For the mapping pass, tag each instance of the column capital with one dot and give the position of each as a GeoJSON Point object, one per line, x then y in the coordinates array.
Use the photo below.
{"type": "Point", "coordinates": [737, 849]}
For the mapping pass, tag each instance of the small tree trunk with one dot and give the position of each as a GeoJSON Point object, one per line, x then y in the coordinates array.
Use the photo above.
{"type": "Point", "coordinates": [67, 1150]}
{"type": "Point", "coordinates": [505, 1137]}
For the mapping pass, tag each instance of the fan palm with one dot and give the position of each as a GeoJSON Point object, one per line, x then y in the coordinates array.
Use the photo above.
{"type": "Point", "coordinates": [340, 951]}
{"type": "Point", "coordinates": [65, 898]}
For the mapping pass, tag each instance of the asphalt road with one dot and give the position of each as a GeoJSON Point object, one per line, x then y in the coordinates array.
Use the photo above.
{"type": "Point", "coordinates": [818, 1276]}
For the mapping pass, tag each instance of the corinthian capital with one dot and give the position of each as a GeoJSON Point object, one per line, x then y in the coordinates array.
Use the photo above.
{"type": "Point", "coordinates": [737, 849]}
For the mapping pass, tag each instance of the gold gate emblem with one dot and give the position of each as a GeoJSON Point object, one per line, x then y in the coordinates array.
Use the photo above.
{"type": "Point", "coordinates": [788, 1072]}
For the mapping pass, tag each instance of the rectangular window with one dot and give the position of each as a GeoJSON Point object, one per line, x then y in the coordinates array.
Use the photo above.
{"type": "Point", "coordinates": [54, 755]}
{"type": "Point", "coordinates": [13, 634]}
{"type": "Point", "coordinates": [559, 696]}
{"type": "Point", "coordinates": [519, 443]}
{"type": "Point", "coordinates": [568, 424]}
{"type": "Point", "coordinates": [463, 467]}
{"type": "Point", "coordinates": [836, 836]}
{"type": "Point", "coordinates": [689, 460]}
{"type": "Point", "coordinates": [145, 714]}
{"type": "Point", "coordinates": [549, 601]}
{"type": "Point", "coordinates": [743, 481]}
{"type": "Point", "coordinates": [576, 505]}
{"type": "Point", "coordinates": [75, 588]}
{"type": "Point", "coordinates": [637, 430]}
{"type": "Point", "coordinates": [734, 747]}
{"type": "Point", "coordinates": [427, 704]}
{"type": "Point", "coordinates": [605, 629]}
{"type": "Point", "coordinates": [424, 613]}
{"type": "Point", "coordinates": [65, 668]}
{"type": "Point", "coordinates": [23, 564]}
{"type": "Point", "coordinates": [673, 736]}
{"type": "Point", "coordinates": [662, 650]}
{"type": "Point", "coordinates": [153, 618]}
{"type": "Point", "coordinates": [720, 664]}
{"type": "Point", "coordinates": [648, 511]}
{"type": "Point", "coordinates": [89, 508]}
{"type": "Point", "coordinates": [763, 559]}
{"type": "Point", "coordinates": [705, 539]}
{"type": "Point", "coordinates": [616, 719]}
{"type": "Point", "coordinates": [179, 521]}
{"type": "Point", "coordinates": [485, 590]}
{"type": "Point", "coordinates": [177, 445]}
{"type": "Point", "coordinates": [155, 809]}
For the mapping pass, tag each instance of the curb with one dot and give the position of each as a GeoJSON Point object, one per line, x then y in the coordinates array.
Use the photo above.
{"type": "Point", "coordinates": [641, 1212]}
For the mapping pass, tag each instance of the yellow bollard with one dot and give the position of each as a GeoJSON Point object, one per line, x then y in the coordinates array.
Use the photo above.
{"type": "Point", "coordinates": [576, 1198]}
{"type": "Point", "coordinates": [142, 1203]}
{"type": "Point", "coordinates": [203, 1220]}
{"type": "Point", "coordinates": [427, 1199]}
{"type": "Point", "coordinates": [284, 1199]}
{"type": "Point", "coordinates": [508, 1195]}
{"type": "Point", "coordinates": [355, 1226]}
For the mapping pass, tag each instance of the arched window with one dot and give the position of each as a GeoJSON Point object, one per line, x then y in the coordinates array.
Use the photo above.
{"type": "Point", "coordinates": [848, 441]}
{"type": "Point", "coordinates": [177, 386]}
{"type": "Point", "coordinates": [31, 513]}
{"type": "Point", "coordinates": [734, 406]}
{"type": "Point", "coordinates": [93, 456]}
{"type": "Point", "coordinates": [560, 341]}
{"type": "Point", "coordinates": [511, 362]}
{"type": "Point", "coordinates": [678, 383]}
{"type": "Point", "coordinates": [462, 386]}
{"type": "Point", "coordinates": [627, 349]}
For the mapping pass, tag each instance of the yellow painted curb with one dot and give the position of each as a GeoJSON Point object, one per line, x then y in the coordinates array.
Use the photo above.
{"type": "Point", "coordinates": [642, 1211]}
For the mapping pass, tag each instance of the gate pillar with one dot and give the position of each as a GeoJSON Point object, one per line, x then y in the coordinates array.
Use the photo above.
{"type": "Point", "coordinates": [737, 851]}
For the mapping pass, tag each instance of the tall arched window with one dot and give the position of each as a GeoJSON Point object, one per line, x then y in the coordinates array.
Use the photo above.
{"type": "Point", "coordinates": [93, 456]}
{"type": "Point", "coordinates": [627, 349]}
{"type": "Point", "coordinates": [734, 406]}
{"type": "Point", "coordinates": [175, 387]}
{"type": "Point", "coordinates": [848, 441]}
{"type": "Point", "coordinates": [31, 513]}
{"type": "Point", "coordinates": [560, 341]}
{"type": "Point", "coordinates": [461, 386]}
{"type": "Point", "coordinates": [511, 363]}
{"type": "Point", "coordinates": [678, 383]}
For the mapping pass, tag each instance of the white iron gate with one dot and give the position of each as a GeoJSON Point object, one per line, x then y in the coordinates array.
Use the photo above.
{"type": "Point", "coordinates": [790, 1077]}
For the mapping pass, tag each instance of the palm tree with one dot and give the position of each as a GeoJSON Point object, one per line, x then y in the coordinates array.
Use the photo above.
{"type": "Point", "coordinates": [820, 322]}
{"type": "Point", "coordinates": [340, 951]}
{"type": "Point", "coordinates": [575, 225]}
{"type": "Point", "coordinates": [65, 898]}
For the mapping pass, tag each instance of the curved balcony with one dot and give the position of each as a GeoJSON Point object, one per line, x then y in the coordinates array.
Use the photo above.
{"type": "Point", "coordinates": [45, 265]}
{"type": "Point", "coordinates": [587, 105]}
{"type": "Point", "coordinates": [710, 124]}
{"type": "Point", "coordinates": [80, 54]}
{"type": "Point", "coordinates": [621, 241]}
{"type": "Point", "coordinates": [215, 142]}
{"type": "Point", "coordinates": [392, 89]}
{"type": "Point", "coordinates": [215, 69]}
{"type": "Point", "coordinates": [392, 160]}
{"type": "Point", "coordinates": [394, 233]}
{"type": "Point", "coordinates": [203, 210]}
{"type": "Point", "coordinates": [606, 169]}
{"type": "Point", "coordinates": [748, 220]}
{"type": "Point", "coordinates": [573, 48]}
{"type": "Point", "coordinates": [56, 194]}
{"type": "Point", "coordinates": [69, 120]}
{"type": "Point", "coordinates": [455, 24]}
^^^^^^^^
Task details
Every line above with the string "gate" in it should be copied into the answer.

Answer section
For the mapping pass, tag each instance of the gold gate emblem with one dot and give the position of each as a GeoJSON Point object, one per line, x then y in the coordinates array.
For the mapping pass, tag each instance of the gate pillar with one dot and give the position of each as a GeoJSON Point object, one per line, x then y in the coordinates array.
For the mapping pass, tag each instance of the white iron gate with one dot and give the position of each as a GeoJSON Point object, one per line, x then y in the coordinates array.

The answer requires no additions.